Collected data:
>>>>

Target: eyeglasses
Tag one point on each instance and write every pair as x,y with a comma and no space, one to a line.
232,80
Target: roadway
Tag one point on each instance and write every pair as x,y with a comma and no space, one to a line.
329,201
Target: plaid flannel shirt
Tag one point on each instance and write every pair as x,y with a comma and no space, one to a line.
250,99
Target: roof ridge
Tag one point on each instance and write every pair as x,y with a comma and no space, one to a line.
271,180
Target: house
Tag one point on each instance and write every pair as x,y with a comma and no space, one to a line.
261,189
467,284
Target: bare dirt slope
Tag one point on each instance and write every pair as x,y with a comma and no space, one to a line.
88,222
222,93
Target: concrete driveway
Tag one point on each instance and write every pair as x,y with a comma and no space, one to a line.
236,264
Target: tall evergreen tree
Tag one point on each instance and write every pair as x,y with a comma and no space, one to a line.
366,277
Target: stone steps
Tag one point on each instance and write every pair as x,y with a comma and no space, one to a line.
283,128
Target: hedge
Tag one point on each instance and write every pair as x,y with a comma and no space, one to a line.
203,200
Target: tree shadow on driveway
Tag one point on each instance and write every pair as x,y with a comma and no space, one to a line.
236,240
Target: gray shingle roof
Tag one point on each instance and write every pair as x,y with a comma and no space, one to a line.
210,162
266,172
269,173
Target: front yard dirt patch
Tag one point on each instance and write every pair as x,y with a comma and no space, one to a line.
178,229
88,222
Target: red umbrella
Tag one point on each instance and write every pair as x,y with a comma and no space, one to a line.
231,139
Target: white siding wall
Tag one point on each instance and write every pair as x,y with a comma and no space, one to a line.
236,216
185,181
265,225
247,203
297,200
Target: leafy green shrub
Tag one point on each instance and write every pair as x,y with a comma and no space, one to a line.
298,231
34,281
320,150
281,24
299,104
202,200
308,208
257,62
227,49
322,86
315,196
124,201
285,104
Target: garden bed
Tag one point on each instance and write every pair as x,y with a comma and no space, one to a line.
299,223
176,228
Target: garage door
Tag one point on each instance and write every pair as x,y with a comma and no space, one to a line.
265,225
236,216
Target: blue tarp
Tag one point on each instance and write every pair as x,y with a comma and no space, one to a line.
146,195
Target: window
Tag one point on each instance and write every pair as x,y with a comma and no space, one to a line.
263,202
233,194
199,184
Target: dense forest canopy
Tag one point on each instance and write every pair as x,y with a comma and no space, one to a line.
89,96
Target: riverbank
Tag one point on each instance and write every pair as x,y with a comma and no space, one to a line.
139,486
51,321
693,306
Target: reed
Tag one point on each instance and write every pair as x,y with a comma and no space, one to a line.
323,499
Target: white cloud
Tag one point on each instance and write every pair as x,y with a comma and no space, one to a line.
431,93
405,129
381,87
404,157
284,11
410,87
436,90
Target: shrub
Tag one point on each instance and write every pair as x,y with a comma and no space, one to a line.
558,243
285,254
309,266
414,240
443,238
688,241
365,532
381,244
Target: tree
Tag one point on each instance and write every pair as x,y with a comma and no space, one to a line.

<<<<

• What to work on:
Copy out all of the records above line for line, with no changes.

• Final result:
Target: eyeglasses
Tag one point on each instance and write every pair as x,y with a comma and no space, one to a line.
232,80
Target: roadway
Tag one point on each instance and write every pair as x,y with a comma and no space, one to a line.
329,201
Target: plaid flannel shirt
Tag one point on each instance and write every pair as x,y with a comma and no space, one to a line.
250,99
Target: roof ridge
Tag one point on each instance and write every pair as x,y with a comma and no space, one to a line.
271,180
Target: house
Tag one point on each instance and write every pair as x,y with a comma and no space, one to a line.
261,189
467,284
Target: bare dirt slope
Tag one point on each instance and write every pair as x,y with a comma and no space, one to a line.
88,222
222,93
Target: concrete driveway
Tag one point on each instance and write every pair as x,y with a comma and no space, one to a line.
236,264
Target: tall evergreen tree
Tag one point on each instance and write every pair as x,y with a comma and no space, one to a line.
366,277
Target: stone steps
Tag one point on each instance and write every pair as x,y with a comma and no space, one to a line.
283,128
Target: hedge
Tag one point on each instance and write every pair as x,y with a comma and no space, one to a line.
203,200
Target: tree shadow on driveway
Tag one point on each instance and write every pair as x,y with a comma and no space, one to a line.
236,240
Target: gray shingle roof
Tag one point on each instance and write every pair as x,y with a comma and no space, one to a line.
210,162
266,172
269,173
Target: front yard dirt patch
Tag one point on each instance and write every pair as x,y with a comma and no space, one to a line.
178,229
88,222
Target: red umbrella
Tag one point on each instance and write every pair as x,y with a comma and no space, one to a line.
231,139
Target: white siding wall
Tag one point on each instance and write every pair as x,y with a comma and no space, one to a line.
236,216
185,181
265,225
247,203
297,200
Target: leafy green shrub
Tag one point on each instance and write every pair as x,y with a comma and no space, one to a line.
298,231
34,281
320,150
281,24
299,104
202,200
308,208
257,62
227,49
322,86
315,196
124,201
285,104
Target: garden bed
Tag one point on each instance and write every pair as x,y with a comma and no space, one to a line.
299,223
176,228
Target: garage door
Tag one point on each instance and write every pair as x,y with a comma and no space, one to a line.
265,225
236,216
Target: blue tarp
Tag one point on each instance and write every pair as x,y with a comma and no space, one to a line.
146,195
Target: window
Tag one point on each instance and write every pair as x,y with a comma and no space, one to a line.
263,202
233,194
199,184
Target: dense forest canopy
Tag one point on each instance and write every pair as x,y with a comma and no space, one to a line.
89,96
Target: riverbank
Tag one point on each instance and write every pair as x,y with a comma and no space, one to a line.
139,486
51,321
693,306
Target: reed
Tag one point on each instance and write every pair as x,y with a comma and no space, one to a line.
323,499
Target: white cloud
Tag one point on each instance and write every pair as x,y with a comma and no space, one to a line.
431,93
405,129
381,87
404,157
284,11
410,87
436,90
Target: shrub
Tag one point on each instance and write every pair as x,y with a comma and no space, one to a line.
558,243
285,254
309,266
414,240
443,238
688,241
365,532
381,244
Target: tree
Tag one point on each instance and write every pair as x,y with a comma and no space, one to a line.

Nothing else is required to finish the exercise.